This paper is not intended to replace information in the National Register Bulletins and other NPS
publications. It is intended as a supplement, and if discrepancies are found between this paper and other
NPS publications, the existing publications should be considered correct. Comments are welcome and
should be directed to the author. After review and discussion, the substance of this paper may be
incorporated into future publications.


The evaluation of properties for National Register eligibility involves an assessment of the
significance of a property in terms of the history of the relevant geographical area, the history of
associated historical themes or subjects, and within an historical and contemporary time frame—
in other words, its context. The purpose of this paper is to provide general guidance on writing a
context. It is intended to pertain to all nominations and property types, regardless of the
applicable criteria.

More explicit information on developing historic contexts for special property types is included
in the National Register bulletins. For example, the bulletin on historic aviation properties gives
instructions on addressing the contexts important to those properties. This paper, therefore,
provides general information, with the understanding that the person developing a context will
need to add his or her mark of creativity and solid research for a context to be a good tool for
evaluating related properties.

The applicability of this information to archeological resources may be somewhat limited. For
these resources, detailed instructions can be found in the National Register Bulletin Guidelines
for Evaluating and Registering Archeological Properties.

Historic Contexts and the Multiple Property Documentation Form

Historic contexts may have been developed for National Register Multiple Property
Documentation Forms (MPDF), for statewide historic preservation plans, or for local planning
initiatives. Some contexts may be nearly fully developed in individual National Register
nominations or in published or manuscript histories. However, for a context to apply to a
particular nomination, it must be included in that nomination or a listed Multiple Property
Documentation Form must be referenced. The context in a listed MPDF should not be repeated
in related nominations, although salient aspects should be summarized. Because the MPDF is
considered the model for context development, this paper may seem like instructions for that
form. In fact, individual nominations not related to an MPDF should contain a context that is
essentially a microcosm of an MPDF context.
• • • • •
● GOALS
**a.** Decide whether each statement agrees with the passage on historic contexts. Answer yes or no for each, and quote the words of the passage that settle it.
(i) When this paper and other NPS publications disagree, the other publications are to be treated as correct.
(ii) Related nominations should repeat the full context found in a listed MPDF.
(iii) The guidance in the paper applies only to nominations under certain criteria.
**b.** According to the passage on historic contexts, which publication contains detailed instructions for archeological resources?
**c.** Extend the passage on historic contexts, starting after its final sentence.

● DATA EXCERPT
• • • • •
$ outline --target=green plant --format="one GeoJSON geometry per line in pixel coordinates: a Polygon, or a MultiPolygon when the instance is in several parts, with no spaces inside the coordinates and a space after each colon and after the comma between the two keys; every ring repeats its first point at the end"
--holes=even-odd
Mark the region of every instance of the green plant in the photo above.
• • • • •
● IN RESPONSE
**a.**
(i) Yes: "if discrepancies are found between this paper and other NPS publications, the existing publications should be considered correct."
(ii) No: "The context in a listed MPDF should not be repeated in related nominations, although salient aspects should be summarized."
(iii) No: "It is intended to pertain to all nominations and property types, regardless of the applicable criteria."

**b.** The National Register Bulletin Guidelines for Evaluating and Registering Archeological Properties.

**c.**
Historic contexts should be considered a summary document, not a thesis. They should present
relevant information, and avoid extraneous information. The author needs to evaluate what is
relevant and understand that mere length does not lend credence to a subject.
National Register White Paper
Historic Context

The National Register considers conventions of The Chicago Manual of Style (most recent
edition) appropriate for all work that pertains to its programs, including context development.
To that end, and to emphasize the accuracy required of a context, some information should be
cited using footnotes or text citations. The following Chicago statement regarding the use of
notes pertains to National Register contexts:

       Ethics, copyright laws, and courtesy to readers require authors to identify the sources of
       direct quotations and of any facts or opinions not generally known or easily checked
       (2003, 594).

Components of a Context
Every historic context must include the sections discussed below.

Statement of Context. Begin the context with a summary statement that identifies the areas of
significance or themes, time periods, and geographic areas that are encompassed by the context.
Explain why the context pertains to local, state, or national history. Details will be explored in
the sections that follow.

Background History. Present a brief overview of the history of the geographic area
encompassed by the context, with a focus on its relationship to the nominated property. If the
context pertains to a city or county, provide an overview of the development of the area. If the
context pertains to the entire state or the nation, provide sufficient background to set the stage for
a detailed description of a particular theme or Area of Significance. For example, if an Area of
Significance relates to Ethnic Heritage, information on general settlement of the state may be
used as background to settlement by a particular ethnic group.

Definition of the Context. Establish the thematic, temporal, and geographic parameters of the
theme or Area of Significance.

       Theme. The context may pertain to a particular property type, such as Barns of Linn
       County, Oregon, or Cast Iron Architecture of Baltimore. The context may be based on
       the Areas of Significance claimed in a nomination. For example, many downtown
       historic districts are considered significant for their role in the city’s commerce or their
       architectural qualities. Residential districts may pertain to community planning and
       development or ethnic heritage. An individual industrial building may pertain to
       engineering, industry, and invention. Each of these subjects has been identified as an
       Area of Significance by the National Register.

       Explain why the theme is significant in the history of the nation, state, or locality. To be
       significant, the theme should have had some level of influence on American history or
       culture. The Areas of Significance used for the National Register form reflect many
       aspects of American history that have exhibited significant developments, although other
       Areas of Significance can be defined.

       Geographic Parameters. Geographic parameters can be based on a variety of factors.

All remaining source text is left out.